═══ Provided data ═══

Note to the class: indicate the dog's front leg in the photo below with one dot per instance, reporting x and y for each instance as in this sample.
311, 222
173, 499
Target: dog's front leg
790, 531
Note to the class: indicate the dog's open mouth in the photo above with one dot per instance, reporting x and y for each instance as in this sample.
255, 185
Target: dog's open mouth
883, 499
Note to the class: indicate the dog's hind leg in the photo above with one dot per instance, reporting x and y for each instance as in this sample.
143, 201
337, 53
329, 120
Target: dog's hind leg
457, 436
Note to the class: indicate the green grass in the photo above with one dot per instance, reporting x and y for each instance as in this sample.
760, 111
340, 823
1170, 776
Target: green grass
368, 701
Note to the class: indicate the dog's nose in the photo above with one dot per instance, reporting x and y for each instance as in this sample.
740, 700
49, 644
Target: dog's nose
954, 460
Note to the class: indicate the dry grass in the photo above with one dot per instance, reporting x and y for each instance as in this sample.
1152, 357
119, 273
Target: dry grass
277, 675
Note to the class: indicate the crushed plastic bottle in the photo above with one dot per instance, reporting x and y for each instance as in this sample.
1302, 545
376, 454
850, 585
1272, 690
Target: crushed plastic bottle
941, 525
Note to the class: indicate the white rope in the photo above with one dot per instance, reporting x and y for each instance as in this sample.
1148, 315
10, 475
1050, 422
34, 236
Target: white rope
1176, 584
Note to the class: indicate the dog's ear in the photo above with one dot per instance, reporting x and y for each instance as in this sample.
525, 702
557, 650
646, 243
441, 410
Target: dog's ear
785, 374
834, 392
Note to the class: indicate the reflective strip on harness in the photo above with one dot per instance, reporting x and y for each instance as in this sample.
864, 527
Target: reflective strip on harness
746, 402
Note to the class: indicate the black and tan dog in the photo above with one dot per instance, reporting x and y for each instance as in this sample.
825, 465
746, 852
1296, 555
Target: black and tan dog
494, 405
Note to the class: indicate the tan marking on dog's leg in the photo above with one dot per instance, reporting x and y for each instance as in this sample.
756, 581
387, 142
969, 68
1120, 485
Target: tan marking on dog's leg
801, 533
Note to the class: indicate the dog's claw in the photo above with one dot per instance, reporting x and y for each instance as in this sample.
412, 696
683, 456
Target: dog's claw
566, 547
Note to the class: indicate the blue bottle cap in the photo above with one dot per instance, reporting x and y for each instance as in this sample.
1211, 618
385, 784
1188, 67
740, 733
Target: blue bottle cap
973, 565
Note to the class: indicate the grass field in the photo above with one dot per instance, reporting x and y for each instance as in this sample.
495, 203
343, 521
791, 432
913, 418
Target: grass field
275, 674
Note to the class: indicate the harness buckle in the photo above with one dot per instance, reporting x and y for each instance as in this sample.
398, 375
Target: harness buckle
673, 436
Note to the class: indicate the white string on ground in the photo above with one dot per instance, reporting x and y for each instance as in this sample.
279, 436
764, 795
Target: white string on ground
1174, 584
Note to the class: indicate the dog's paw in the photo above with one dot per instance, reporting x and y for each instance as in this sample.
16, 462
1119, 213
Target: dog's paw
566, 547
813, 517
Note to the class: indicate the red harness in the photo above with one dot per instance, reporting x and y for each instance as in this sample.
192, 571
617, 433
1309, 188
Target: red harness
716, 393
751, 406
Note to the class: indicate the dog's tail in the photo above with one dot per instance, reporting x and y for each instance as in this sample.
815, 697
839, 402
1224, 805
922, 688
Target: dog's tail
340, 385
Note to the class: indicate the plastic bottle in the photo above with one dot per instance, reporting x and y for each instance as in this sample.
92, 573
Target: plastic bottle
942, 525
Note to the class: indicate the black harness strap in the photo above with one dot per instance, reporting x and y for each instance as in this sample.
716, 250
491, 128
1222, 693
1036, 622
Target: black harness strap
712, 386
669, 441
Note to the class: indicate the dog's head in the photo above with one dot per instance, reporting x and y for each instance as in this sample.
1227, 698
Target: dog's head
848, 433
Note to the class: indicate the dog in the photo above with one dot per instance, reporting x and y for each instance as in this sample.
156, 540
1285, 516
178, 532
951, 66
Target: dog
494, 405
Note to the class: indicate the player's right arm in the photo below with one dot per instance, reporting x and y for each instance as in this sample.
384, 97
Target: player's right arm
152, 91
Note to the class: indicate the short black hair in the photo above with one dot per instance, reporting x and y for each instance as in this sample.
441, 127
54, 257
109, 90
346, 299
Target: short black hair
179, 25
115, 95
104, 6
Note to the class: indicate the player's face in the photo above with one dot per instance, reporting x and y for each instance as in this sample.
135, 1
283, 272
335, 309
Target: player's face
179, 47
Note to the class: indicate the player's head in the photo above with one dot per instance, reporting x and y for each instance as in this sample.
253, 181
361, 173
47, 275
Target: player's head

═══

Exercise | Restate the whole listing exactly, leaving out nothing.

The reply |
Note to the class: indicate the dog's front leg in the photo below with one dot per instance, reporting x and y for each instance as in this sample.
311, 222
173, 499
Target: dog's front leg
790, 531
Note to the class: indicate the dog's open mouth in the photo above with one dot per instance, reporting x and y for each instance as in this sample.
255, 185
Target: dog's open mouth
883, 499
Note to the class: indicate the dog's hind leg in the photo above with one dot per instance, reporting x and y for each instance as in this sample.
143, 201
337, 53
329, 120
Target: dog's hind leg
457, 436
Note to the class: indicate the green grass in the photo above with one dot per instance, reporting x and y for each instance as in this sample.
760, 111
340, 823
1170, 776
Target: green grass
368, 701
Note to the class: indicate the dog's nose in the photo above with one dot per instance, reporting x and y for each instance as in this sample.
740, 700
49, 644
Target: dog's nose
954, 460
Note to the class: indicate the dry grass in the photo above with one dot per instance, reporting x and y for each instance as in this sample.
1152, 357
119, 273
Target: dry grass
277, 675
Note to the class: indicate the crushed plastic bottle in the photo above with one dot per instance, reporting x and y for each instance as in this sample.
1302, 545
376, 454
850, 585
1272, 690
Target: crushed plastic bottle
941, 525
Note to the class: indicate the white rope in the photo above with one dot per instance, reporting x and y for each instance as in this sample.
1148, 315
10, 475
1050, 422
34, 236
Target: white rope
1176, 584
Note to the class: indicate the dog's ear in the photo above with one dot per instance, reporting x and y for each instance as in this sample.
525, 702
557, 650
646, 243
441, 410
Target: dog's ear
785, 374
834, 392
Note to the class: indicate the reflective strip on harness in the photo above with one dot per instance, reporting x and y for each instance as in this sample.
864, 527
Target: reflective strip on harness
746, 402
Note to the class: indicate the black and tan dog in the photo above with one dot per instance, reporting x and y for each instance as in this sample.
825, 465
746, 852
1296, 555
Target: black and tan dog
494, 405
Note to the class: indicate the tan marking on dog's leg in the photo above with one dot per instance, reporting x and y for each instance as in this sample.
756, 581
387, 142
969, 68
1120, 485
Target: tan marking on dog's leg
801, 533
Note to the class: indicate the dog's claw in the photo above with one dot per instance, reporting x and y for each instance as in this sample.
412, 696
683, 456
Target: dog's claw
566, 547
Note to the class: indicate the blue bottle cap in the photo above with one dot per instance, reporting x and y for each instance as in this sample.
1211, 618
385, 784
1188, 67
740, 733
Target: blue bottle cap
973, 565
Note to the class: indicate the grass field in the photo above with one dot per instance, reporting x and y for each instance as in this sample.
495, 203
343, 521
791, 432
913, 418
Target: grass field
275, 674
Note to the class: indicate the harness buckle in the photo above with one dot per instance, reporting x and y for each instance as in this sample.
398, 375
Target: harness buckle
673, 436
Note to the class: indicate the white string on ground in the photo above with one dot per instance, reporting x and y for each instance as in this sample.
279, 436
764, 795
Target: white string on ground
1174, 584
Note to the class: indicate the dog's paw in the photo above with one dot per instance, reporting x and y for each instance as in this sample.
16, 462
1119, 213
Target: dog's paw
566, 547
813, 517
Note to the class: indicate the red harness in the photo above with one dot per instance, reporting x and y for each instance as in this sample.
192, 571
617, 433
1309, 188
Target: red harness
716, 393
751, 406
Note to the class: indicate the dog's tail in the photo above with one dot per instance, reporting x and y for each instance as in this sample.
815, 697
839, 402
1224, 805
922, 688
Target: dog's tail
340, 385
Note to the class: indicate the plastic bottle in the photo above with one dot per instance, reporting x and y for each instance as in this sample.
92, 573
Target: plastic bottle
942, 525
Note to the class: indicate the black harness strap in the photo above with one dot per instance, reporting x and y for each instance as in this sample.
716, 250
491, 128
1222, 693
1036, 622
Target: black harness strap
712, 386
669, 441
Note to the class: indicate the dog's head in the photo above with one dot per instance, reporting x and y for each instance as in this sample.
1227, 698
Target: dog's head
848, 433
Note to the class: indicate the dog in the photo above with one dot per instance, reporting x and y for each instance as in this sample.
156, 540
1285, 516
178, 532
951, 66
Target: dog
494, 405
Note to the class: indicate the player's right arm in the photo below with one dot per instance, reporting x and y for each instance as in this sample.
384, 97
Target: player's right arm
152, 91
Note to the class: indicate the short black hair in the photo above with one dot per instance, reporting x and y for each instance as in this sample.
441, 127
54, 257
109, 90
346, 299
Target: short black hair
179, 25
115, 95
104, 6
Note to the class: indicate the player's face in the photo above with one dot per instance, reporting x and y for each instance as in this sample.
135, 1
283, 272
335, 309
Target: player's face
179, 47
Note to the class: indicate the player's head in the photo above with one dot per instance, reporting x and y for each instance as in this sample.
253, 181
361, 173
47, 275
Target: player's head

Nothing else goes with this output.